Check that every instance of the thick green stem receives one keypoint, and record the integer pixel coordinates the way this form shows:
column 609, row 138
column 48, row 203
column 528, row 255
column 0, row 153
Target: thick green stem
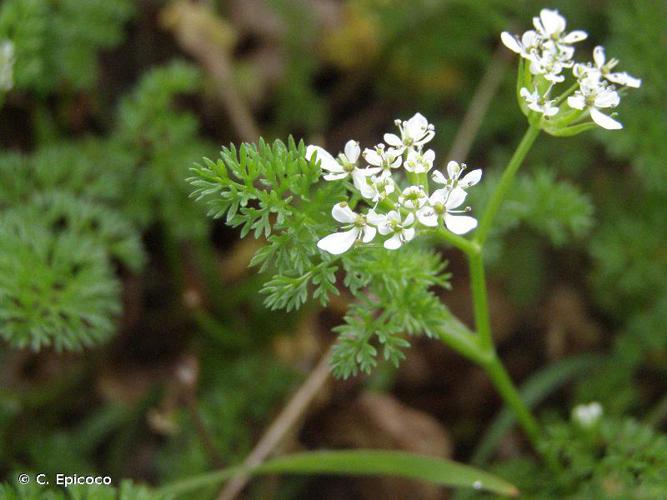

=-=-=

**WHAT THE EXERCISE ASKS**
Your answer must be one number: the count of lines in the entries that contain the string "thick".

**EXERCISE RESULT**
2